(Coordinate annotation records)
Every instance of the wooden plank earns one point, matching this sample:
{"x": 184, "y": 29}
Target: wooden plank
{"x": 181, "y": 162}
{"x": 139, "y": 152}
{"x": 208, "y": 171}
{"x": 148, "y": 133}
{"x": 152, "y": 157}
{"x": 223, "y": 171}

**AIM**: Present every line of the data above as an item in a numbered list, and omit any blank lines.

**WRITTEN RESPONSE**:
1. Every instance of the wooden plank earns one point, matching this sample:
2. {"x": 184, "y": 29}
3. Target: wooden plank
4. {"x": 181, "y": 162}
5. {"x": 139, "y": 152}
6. {"x": 208, "y": 171}
7. {"x": 148, "y": 133}
8. {"x": 152, "y": 157}
9. {"x": 223, "y": 171}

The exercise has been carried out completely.